___ DATA ROWS ___
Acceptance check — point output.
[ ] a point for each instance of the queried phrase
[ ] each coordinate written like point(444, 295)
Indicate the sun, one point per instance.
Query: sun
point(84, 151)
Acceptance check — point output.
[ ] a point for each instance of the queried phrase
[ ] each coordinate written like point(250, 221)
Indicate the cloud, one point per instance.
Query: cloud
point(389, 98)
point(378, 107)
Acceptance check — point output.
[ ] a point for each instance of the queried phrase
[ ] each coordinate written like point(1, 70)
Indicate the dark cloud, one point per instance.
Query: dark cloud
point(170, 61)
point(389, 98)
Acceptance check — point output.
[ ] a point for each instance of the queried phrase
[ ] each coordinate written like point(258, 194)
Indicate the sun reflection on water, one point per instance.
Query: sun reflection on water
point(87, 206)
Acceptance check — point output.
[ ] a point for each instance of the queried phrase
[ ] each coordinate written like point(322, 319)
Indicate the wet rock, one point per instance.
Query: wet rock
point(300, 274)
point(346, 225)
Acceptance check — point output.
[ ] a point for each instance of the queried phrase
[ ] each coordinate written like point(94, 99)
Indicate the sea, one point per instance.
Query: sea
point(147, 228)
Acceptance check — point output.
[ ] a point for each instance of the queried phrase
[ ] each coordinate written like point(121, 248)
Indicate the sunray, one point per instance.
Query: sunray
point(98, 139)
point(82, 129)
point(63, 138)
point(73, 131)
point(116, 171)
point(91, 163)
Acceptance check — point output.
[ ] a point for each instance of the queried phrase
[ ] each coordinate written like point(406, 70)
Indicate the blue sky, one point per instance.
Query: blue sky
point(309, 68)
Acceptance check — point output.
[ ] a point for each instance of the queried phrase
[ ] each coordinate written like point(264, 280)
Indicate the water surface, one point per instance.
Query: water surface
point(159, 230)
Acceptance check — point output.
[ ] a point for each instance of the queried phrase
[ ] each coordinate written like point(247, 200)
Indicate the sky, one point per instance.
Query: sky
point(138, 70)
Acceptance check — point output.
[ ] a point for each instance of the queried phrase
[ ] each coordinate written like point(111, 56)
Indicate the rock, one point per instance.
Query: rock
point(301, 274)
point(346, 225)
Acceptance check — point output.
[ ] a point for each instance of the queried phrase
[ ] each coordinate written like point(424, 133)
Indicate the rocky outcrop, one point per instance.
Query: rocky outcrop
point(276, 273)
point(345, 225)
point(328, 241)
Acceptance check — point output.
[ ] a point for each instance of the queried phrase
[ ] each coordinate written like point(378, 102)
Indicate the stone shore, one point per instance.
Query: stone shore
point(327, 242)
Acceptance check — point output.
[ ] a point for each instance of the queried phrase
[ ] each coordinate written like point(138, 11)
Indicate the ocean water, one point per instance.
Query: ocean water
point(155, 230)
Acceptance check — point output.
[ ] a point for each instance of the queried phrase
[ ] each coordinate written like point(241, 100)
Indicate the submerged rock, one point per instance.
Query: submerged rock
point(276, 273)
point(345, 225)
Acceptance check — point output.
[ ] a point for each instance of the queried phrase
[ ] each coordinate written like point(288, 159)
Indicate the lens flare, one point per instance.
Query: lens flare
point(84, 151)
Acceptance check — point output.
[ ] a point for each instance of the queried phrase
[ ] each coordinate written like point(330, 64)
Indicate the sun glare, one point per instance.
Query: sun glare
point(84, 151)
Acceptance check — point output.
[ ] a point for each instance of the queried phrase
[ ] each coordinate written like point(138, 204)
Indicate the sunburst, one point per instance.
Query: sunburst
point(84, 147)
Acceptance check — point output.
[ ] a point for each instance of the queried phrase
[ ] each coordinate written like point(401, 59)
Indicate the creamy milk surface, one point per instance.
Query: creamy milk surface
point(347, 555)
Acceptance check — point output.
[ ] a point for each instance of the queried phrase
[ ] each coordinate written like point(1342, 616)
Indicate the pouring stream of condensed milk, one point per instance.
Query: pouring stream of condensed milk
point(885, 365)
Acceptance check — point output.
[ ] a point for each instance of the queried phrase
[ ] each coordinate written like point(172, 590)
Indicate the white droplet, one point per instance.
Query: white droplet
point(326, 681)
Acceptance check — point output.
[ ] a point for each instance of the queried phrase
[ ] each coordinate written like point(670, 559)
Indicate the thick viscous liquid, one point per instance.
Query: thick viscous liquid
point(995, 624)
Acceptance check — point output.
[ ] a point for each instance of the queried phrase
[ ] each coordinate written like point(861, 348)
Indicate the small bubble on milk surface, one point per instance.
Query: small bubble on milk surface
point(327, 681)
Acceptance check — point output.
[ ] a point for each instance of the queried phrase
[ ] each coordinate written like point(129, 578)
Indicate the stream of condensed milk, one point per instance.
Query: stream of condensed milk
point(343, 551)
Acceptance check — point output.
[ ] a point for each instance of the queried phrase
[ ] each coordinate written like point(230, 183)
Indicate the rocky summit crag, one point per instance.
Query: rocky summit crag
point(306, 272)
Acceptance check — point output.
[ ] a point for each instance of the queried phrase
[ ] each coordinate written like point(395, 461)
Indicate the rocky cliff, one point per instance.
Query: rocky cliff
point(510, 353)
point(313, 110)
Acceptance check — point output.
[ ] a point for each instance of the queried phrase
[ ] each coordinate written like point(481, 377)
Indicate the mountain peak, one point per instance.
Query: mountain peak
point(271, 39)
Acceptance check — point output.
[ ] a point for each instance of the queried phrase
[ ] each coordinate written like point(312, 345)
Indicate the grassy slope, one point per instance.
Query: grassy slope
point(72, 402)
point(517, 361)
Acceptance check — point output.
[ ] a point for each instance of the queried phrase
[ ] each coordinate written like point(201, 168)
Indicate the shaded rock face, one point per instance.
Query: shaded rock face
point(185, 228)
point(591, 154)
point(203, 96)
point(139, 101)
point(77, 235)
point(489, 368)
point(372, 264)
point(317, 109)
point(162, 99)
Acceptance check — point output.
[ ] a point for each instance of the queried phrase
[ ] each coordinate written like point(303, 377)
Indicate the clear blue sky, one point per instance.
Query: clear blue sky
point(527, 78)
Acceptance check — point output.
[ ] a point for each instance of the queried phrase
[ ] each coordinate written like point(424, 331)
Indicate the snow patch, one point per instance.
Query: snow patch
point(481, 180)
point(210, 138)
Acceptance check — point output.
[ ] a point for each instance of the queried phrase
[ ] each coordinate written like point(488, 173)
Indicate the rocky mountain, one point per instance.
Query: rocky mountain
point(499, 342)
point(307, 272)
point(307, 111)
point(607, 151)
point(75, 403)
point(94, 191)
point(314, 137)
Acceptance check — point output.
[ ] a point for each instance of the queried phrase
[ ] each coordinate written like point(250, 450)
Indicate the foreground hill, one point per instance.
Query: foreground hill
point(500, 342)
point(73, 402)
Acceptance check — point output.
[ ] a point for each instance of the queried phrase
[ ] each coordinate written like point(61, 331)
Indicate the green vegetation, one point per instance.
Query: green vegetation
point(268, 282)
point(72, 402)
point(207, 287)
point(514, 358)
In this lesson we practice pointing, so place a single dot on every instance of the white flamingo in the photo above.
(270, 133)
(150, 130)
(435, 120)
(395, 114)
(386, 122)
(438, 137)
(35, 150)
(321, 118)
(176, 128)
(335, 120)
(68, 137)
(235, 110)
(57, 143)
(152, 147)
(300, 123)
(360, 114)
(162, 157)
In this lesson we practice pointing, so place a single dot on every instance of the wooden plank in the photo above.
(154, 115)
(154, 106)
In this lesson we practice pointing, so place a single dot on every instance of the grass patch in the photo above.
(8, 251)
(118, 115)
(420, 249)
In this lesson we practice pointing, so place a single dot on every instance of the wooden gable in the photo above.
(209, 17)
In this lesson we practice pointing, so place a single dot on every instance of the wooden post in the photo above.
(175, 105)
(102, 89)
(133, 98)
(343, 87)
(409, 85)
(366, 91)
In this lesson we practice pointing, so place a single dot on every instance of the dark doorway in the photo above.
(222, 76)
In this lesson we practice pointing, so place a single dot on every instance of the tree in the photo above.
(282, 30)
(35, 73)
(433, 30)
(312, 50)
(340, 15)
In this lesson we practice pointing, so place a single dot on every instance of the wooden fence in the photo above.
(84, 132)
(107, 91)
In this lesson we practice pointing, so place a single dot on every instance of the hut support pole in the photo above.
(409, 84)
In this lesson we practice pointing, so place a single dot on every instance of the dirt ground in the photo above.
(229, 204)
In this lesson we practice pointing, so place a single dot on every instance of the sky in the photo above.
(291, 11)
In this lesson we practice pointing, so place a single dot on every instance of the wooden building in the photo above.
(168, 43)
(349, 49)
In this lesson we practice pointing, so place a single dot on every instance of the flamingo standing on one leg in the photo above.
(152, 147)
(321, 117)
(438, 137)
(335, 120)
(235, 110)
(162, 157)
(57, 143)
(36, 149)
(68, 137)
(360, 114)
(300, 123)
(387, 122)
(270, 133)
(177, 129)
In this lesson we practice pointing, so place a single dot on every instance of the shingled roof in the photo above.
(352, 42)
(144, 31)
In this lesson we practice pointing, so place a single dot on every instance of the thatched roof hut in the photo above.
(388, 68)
___
# YOUR TASK:
Starting with the line that contains "sky in the photo above.", print each line through the last one in the listing. Include both end lines and add nothing.

# TASK SOLUTION:
In this lesson we practice pointing, so place a single dot on every instance of the sky in the photo above.
(291, 11)
In this lesson we practice pointing, so place a single dot on every instance of the wooden building in the photo above.
(168, 43)
(349, 49)
In this lesson we practice pointing, so place a single dot on every instance of the flamingo standing on one leg in the photo above.
(152, 147)
(321, 117)
(438, 137)
(335, 120)
(235, 110)
(162, 157)
(57, 143)
(36, 149)
(68, 137)
(360, 114)
(300, 123)
(387, 122)
(270, 133)
(177, 129)
In this lesson we practice pointing, so place a single dot on every instance of the shingled roof in the photo above.
(352, 42)
(144, 31)
In this lesson we practice pointing, so place a single dot on every instance of the thatched roof hut in the photo above.
(388, 68)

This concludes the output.